▶ _TASK GOAL_: According to the piece about the BBC documentary on Rwanda, what did Gen. Romeo Dellaire's January 1994 cable to UN headquarters seek permission to do?

▶ _TEXT SECTION_:
****************************************

Neither can BBC justify itself by saying that the woman who did the documentary is not their employee. It is BBC that broadcast the documentary and bares full responsibility for all its accusations, lies and innuendoes. There is not a single person – whether a genocide survivor, an official of the government of Rwanda, or the RPF who is interviewed. It is a one-sided condemnation of Rwanda government, Kagame and the RPF.

The documentary sinks to the abyss when it presents two Americans it claims have done research on the genocide in Rwanda. One of them claims that of the one million people killed by the interahamwe militias during the genocide, only 200,000 were Tutsi. The other 800,000, this expert insinuates, were Hutus killed by the RPF. In short, the BBC is saying there were actually two genocides in Rwanda and the one against Hutus was the worst. The documentary does not ask this so called expert the basis of this wild claim.

The documentary has a man with a laptop who claims to have recorded a “telephone conversation” with a “top Rwanda government official” who offers him $1m to kill Kayumba. However, there is no effort to establish the voice on the phone and link it to a “top government official in Rwanda”. Why should anyone believe this is a genuine telephone conversation?

Another man claiming to have been Kagame’s bodyguard alleges it is the RPF that shot down Habyarimana’s plane. He claims to have been in the meeting where the decision was taken. But the documentary does nothing to show that he is was actually part of Kagame’s bodyguard. His claims are taken on face value. Is this journalism? As expected, Kayumba and Rudasingwa support this allegation but none of them presents a whit of evidence to support their position.

Everyone knows that Habyarimana had planned the genocide long before he died. Militias had been trained. Machetes had been procured. A propaganda campaign mobilising the general population had been on radio and newspapers for years. Lists of people to kill had been drawn. In January 1994, the UN Peace-keeping force commander in Rwanda, Gen. Romeo Dellaire, had sent a cable to UN headquarters in New York seeking permission to attack and destroy ammunitions depots that had been stocked with weapons to kill Tutsis. The beginning of genocide was a matter or time, not intent.

In that documentary, Kayumba and Rudasingwa represent the tragedy of African elites when they have fallen out of favour with a government. They allege that it is the shooting of Habyarimana’s plane that sparked off the genocide. Therefore, they conclude, RPF is fully or partly culpable for the genocide. First, even assuming (just for argument’s sake) that this claim has merit, why did they serve in the RPF for over ten years if they knew it was responsible for one of the worst human tragedies of the 20th century?

Although their opportunism is blinding, we should not miss what it reveals i.e. their political bankruptcy. Lacking a core message to sell to Rwandans, they retreat to false and wild accusations to appease interests that are prejudiced against Africa. Let us assume, again for argument’s sake, that RPF shot down Habyarimana’s plane: does that justify Hutu militants taking revenge on innocent Tutsi civilians – including women and children?

Habyarimana’s government was at war with Kagame’s RPF. If he had a chance to kill Kagame would Habyarimana have let it pass? In war, you are justified to kill your enemy. All too often, the leader of the enemy forces is the center of gravity and therefore a legitimate military target. Take him out, and the resistance may collapse. That was the reasoning behind President Barack Obama’s relentless pursuit of Osama Bin Laden. It is obvious therefore that RPF had a strong interest to kill Habyarimana. Even if they killed him, it would neither justify Habyarimana’s state machinery massacring innocent Tutsis nor make RPF responsible for the genocide.

The opportunistic claims of Kayumba and Rudasingwa thus amount to saying that Britain and France be held responsible for the Jewish holocaust because it is their declaration of war against Germany that sparked off World War Two and led Hitler to kill six million Jews. This tendency, to try and use the shooting down of Habyarimana’s plane to make RPF wholly or partially responsible for the genocide, has been a recurrent theme of the sympathisers of the Hutu supremacist government that massacred innocents.

Every mass murderer has been driven by some grievance – Hitler by the fear that Jews were taking over Germany. But you cannot massacre a million people and then claim it was because someone else annoyed you and he or she should therefore share your culpability. If we allowed this twisted logic, every criminal would claim someone else drove him/her to commit a crime.

The documentary itself is neither shocking nor surprising. What is both shocking and surprising is that, it was broadcast by the BBC. We need to know why BBC did this.

****************************************

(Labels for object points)
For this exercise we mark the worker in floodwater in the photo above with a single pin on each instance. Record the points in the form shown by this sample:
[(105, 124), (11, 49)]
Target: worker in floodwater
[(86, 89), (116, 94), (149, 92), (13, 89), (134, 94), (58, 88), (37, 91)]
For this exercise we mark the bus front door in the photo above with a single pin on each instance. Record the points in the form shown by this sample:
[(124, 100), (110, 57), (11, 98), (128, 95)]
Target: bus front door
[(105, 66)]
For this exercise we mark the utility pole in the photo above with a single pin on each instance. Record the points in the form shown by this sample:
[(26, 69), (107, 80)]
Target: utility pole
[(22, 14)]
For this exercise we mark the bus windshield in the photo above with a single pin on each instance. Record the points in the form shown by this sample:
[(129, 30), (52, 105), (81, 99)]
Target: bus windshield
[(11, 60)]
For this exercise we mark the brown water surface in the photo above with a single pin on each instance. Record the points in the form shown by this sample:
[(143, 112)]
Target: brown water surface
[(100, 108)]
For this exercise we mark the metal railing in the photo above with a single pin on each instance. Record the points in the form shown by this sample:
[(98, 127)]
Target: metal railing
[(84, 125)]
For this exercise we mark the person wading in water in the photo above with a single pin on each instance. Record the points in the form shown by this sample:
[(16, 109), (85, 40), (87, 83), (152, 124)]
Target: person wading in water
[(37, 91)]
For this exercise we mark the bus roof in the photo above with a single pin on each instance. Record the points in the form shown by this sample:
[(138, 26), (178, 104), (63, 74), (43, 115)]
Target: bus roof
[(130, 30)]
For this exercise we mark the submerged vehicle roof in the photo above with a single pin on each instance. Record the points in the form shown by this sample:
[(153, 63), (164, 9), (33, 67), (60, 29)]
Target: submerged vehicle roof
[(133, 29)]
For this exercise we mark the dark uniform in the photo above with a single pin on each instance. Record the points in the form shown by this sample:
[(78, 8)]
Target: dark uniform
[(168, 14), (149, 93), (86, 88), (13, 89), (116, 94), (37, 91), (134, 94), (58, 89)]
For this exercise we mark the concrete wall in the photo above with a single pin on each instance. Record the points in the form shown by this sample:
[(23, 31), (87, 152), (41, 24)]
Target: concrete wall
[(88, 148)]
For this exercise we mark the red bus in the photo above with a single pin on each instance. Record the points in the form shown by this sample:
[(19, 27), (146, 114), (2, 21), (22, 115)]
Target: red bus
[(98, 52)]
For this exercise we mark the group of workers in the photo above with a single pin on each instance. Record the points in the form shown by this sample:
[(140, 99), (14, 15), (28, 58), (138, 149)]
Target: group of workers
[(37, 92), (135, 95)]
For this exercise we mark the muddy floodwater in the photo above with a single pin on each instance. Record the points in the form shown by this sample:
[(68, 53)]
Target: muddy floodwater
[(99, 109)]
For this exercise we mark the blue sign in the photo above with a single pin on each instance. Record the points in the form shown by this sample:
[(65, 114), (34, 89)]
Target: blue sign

****************************************

▶ _SOLUTION TO THIS EXERCISE_: To attack and destroy ammunitions depots that had been stocked with weapons to kill Tutsis.